■ STATED EXERCISE
List every line in the entries below that contains the word "blurred", copying each line in full.
>> Start ENTRIES PROVIDED
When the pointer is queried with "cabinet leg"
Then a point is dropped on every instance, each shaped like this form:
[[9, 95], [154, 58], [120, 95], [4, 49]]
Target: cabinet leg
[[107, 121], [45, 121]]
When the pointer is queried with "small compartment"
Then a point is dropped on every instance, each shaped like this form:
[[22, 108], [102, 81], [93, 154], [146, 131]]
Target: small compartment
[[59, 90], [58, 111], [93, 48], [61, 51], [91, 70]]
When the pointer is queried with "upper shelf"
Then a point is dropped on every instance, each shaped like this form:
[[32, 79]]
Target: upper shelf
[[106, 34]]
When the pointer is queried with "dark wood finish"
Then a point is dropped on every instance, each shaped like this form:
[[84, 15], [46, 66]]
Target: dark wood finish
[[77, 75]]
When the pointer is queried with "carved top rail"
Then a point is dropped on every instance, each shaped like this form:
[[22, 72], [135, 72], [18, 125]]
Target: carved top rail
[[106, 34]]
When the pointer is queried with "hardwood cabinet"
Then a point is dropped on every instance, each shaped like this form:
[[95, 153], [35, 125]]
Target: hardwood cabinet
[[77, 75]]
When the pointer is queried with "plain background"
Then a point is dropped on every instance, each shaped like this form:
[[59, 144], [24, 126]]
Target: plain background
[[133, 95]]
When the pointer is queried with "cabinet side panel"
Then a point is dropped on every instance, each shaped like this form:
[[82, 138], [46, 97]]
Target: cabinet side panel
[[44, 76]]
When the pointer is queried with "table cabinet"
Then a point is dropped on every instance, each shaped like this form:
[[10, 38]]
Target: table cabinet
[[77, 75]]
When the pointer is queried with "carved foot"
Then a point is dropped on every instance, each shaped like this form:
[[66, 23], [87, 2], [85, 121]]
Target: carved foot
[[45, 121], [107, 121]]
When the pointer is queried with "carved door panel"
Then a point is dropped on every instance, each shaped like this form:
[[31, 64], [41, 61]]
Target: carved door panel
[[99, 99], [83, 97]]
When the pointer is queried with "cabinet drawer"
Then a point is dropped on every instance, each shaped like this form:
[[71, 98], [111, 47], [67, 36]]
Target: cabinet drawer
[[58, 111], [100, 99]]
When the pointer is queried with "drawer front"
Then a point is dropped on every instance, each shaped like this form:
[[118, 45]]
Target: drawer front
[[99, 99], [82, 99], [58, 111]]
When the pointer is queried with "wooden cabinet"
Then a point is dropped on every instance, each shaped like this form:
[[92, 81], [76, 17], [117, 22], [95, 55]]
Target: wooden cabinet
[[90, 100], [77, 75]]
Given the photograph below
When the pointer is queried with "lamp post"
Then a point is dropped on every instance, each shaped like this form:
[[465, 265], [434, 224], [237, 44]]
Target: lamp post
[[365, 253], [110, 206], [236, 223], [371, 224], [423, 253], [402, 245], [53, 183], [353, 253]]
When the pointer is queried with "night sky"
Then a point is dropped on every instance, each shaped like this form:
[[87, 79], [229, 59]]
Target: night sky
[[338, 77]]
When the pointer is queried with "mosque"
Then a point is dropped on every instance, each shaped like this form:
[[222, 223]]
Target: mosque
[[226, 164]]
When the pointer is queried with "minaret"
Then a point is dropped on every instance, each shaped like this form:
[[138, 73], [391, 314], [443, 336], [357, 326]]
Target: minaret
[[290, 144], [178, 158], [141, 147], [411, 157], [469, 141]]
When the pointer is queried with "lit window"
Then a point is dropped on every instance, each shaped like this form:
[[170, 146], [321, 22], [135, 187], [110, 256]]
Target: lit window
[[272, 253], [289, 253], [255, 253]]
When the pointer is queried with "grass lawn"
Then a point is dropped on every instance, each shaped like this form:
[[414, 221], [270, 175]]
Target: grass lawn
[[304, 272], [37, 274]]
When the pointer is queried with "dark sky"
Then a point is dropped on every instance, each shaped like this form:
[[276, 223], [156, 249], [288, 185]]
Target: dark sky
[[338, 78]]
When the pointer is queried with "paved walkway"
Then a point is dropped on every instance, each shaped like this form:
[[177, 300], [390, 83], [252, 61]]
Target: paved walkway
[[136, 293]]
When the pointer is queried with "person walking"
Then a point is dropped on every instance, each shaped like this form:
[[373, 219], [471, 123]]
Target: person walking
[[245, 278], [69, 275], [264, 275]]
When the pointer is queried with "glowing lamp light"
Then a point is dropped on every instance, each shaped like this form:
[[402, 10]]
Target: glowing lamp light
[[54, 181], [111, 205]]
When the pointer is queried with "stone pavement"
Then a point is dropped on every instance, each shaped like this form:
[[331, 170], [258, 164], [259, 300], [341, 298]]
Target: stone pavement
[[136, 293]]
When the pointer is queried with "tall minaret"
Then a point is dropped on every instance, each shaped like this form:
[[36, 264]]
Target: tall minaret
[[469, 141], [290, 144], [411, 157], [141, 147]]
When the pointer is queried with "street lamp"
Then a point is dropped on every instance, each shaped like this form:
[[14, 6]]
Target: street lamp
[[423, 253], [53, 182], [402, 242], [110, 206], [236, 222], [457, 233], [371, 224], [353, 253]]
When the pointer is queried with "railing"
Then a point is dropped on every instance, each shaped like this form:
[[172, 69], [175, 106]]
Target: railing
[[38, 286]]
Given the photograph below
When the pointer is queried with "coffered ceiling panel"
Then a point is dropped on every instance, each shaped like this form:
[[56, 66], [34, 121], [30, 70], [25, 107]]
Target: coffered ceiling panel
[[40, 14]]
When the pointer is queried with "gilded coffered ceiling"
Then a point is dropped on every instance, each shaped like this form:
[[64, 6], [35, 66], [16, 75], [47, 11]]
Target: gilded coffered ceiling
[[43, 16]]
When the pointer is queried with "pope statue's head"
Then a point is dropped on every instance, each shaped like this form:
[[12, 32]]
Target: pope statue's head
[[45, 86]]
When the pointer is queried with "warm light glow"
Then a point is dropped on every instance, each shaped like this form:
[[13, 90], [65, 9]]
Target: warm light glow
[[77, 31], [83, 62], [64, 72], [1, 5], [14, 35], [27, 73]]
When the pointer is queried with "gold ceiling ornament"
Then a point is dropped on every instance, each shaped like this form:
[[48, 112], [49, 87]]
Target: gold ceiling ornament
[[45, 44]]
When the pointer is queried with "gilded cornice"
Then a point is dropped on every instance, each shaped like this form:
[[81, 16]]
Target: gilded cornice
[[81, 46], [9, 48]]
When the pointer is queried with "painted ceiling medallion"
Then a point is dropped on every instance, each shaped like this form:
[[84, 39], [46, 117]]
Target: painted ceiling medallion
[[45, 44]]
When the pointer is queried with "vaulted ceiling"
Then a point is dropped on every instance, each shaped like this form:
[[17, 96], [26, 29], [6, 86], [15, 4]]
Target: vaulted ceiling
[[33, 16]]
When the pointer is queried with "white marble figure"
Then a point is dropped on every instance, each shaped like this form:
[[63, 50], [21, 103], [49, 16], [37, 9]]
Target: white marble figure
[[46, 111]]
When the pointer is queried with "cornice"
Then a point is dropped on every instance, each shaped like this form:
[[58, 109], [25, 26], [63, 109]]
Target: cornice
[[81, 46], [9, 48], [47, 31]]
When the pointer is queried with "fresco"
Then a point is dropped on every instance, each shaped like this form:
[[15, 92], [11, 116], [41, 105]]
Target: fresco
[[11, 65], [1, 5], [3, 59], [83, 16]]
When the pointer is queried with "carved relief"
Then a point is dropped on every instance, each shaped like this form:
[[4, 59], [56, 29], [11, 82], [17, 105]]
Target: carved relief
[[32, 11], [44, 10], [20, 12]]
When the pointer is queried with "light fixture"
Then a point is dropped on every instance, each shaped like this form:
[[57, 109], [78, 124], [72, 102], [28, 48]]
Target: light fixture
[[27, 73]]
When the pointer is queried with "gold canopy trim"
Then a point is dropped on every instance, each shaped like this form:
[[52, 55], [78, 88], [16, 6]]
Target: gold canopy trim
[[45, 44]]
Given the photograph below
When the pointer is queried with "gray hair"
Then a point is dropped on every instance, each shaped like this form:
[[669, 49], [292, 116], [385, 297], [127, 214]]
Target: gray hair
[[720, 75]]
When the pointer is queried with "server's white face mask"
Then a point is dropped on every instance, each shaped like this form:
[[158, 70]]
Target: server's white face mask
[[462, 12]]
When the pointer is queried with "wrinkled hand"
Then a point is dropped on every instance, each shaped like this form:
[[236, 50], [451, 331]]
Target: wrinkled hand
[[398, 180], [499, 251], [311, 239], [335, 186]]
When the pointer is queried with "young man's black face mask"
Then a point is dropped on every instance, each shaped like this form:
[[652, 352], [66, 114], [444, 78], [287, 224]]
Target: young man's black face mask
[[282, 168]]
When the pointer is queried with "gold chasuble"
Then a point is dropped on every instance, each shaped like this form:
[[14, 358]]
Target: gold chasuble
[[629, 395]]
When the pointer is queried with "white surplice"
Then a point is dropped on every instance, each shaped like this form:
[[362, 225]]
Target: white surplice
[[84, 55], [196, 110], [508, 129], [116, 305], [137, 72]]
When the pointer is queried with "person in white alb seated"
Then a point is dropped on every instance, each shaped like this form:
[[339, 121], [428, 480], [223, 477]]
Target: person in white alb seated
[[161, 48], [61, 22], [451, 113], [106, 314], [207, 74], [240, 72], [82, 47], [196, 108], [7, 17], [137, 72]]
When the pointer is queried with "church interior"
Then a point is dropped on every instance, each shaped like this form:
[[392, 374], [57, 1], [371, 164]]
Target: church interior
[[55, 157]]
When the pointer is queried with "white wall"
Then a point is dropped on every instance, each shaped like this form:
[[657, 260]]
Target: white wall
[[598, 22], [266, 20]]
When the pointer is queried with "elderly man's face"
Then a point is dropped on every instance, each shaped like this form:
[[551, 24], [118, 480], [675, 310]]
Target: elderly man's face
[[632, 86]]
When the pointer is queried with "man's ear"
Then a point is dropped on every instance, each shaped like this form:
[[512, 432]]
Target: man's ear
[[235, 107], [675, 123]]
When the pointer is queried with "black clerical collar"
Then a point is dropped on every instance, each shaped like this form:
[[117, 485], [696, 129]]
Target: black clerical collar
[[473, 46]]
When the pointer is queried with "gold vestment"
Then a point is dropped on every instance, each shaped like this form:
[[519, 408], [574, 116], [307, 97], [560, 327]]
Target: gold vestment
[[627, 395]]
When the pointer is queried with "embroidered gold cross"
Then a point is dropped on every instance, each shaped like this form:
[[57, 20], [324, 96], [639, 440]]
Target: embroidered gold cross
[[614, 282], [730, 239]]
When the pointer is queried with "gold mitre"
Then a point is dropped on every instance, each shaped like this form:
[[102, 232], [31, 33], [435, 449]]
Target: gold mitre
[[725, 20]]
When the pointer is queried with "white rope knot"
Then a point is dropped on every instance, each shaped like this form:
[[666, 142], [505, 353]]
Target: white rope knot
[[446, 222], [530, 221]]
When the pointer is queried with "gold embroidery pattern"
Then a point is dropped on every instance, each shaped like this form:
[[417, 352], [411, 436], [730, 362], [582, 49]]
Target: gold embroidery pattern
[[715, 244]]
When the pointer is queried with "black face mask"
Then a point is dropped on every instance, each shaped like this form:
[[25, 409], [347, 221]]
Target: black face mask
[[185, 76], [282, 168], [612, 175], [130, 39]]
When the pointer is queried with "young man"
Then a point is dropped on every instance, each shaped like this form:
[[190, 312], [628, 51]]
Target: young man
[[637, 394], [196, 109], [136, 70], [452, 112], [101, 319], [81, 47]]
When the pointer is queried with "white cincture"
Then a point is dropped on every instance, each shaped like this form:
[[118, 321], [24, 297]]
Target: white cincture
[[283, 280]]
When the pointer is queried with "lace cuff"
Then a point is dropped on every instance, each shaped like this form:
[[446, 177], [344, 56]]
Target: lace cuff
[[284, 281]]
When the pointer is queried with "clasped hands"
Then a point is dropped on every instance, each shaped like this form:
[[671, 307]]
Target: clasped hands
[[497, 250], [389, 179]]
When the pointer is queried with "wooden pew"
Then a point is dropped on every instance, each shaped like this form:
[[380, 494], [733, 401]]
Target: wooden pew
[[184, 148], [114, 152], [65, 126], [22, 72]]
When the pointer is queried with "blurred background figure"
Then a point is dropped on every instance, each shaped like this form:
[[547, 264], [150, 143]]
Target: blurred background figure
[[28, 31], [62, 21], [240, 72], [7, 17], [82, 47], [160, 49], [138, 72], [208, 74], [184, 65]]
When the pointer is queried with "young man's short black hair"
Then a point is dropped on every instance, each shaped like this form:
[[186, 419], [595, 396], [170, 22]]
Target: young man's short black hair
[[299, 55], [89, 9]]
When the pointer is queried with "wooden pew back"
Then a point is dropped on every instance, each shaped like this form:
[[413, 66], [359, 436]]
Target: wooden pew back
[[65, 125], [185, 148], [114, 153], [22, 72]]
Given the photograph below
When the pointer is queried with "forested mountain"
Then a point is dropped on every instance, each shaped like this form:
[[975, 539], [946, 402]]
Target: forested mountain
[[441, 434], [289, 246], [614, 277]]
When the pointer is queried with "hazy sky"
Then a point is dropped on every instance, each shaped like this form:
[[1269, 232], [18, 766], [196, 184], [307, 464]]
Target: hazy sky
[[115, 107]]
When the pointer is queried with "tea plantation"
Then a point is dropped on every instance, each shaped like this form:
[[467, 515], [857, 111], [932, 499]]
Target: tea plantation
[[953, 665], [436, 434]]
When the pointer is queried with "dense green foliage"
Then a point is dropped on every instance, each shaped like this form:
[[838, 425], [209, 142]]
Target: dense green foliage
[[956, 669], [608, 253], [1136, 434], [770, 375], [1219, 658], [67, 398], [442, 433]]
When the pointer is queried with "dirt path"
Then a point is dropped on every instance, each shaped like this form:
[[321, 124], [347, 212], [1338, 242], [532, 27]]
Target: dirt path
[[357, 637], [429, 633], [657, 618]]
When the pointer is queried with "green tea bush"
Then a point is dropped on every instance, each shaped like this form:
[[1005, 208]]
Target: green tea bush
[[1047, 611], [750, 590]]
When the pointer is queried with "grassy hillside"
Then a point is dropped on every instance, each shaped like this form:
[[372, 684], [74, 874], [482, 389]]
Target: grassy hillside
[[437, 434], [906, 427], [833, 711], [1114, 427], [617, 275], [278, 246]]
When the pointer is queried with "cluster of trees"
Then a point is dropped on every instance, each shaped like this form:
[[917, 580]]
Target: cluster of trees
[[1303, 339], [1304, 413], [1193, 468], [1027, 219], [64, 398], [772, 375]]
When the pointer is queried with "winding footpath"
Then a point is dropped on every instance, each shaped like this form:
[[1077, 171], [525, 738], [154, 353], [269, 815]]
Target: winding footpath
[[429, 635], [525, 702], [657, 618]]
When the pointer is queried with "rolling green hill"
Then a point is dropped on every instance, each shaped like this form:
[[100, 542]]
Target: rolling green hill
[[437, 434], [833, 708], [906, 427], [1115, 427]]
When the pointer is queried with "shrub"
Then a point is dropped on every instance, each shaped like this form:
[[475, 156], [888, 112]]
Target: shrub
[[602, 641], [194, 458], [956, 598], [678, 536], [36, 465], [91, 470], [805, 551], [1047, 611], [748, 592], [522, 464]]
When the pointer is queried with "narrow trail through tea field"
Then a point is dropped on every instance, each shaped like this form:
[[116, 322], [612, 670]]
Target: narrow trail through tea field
>> End ENTRIES PROVIDED
■ ANSWER TO THIS TASK
When the pointer is queried with "blurred background figure"
Target: blurred background figure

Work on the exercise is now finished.